Lay out the lines of the listing as a numbered list, leaving out any blank lines, covering only those between the line holding "Practice. Point out each instance of the bread crust" and the line holding "pixel 68 39", inclusive.

* * * * * * * * *

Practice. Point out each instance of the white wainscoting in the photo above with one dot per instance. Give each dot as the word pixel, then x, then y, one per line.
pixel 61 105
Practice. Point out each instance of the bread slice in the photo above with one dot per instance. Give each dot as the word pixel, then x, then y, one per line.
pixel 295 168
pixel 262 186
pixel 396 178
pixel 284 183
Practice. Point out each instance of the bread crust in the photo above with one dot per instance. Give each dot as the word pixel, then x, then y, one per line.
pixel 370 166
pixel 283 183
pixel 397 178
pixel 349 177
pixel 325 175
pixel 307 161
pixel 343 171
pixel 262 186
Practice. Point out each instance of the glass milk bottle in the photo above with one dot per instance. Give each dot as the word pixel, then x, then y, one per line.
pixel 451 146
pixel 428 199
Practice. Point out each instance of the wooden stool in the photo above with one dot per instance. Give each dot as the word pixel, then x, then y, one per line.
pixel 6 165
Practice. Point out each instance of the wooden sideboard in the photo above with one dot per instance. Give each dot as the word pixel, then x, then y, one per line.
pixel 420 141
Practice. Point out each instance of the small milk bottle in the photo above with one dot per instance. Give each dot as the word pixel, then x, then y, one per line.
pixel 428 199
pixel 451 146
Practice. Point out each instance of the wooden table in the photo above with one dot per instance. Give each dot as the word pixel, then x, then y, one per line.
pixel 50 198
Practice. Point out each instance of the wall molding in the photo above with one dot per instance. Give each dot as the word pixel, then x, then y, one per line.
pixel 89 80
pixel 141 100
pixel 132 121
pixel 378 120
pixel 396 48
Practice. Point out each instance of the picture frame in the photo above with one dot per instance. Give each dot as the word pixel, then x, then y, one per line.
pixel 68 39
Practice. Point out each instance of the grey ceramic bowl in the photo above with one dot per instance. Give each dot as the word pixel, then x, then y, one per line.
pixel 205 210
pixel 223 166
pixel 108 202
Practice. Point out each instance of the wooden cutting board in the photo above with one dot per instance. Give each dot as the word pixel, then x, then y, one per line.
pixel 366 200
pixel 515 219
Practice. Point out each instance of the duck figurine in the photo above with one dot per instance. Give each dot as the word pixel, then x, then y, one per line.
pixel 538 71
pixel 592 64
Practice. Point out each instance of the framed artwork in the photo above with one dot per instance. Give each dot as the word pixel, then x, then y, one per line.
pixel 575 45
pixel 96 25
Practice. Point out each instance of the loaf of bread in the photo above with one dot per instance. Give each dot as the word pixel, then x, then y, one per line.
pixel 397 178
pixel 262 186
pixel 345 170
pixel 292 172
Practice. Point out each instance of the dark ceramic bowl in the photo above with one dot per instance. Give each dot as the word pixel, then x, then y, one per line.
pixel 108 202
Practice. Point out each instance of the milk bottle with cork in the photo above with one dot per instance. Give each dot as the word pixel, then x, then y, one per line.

* * * * * * * * *

* _RESPONSE TO THIS TASK_
1. Practice. Point out each instance of the bread crust in the photo above with one dot per instance. Give each dot as the word pixel, then x, then y, one per line.
2. pixel 370 166
3. pixel 283 183
4. pixel 397 178
5. pixel 349 177
6. pixel 325 175
7. pixel 307 161
8. pixel 343 171
9. pixel 262 186
10. Practice. Point out each instance of the glass milk bottle in the photo above with one dot per instance. Give each dot as the word pixel, then x, then y, one per line.
11. pixel 451 146
12. pixel 428 199
13. Practice. Point out each instance of the wooden stool in the photo above with one dot per instance. Give each dot as the word pixel, then x, then y, one per line.
14. pixel 6 165
15. Practice. Point out each instance of the wooden sideboard in the photo above with one dot per instance. Give each dot as the word pixel, then x, then y, one per line.
16. pixel 420 141
17. Practice. Point out each instance of the small milk bottle in the photo above with one dot per instance. Give each dot as the word pixel, then x, then y, one per line.
18. pixel 428 199
19. pixel 451 146
20. Practice. Point out each instance of the wooden table in the photo above with one dot per instance. Give each dot as the word pixel, then x, then y, one per line.
21. pixel 50 198
22. Practice. Point out each instance of the wall molding in the photo above with one dot per instance. Give each dot as the word pixel, then x, then y, one per line.
23. pixel 89 80
24. pixel 141 100
25. pixel 132 121
26. pixel 378 120
27. pixel 396 48
28. Practice. Point out each instance of the picture frame in the photo above with one dot per instance. Give each dot as the word pixel, then x, then y, one per line.
29. pixel 68 39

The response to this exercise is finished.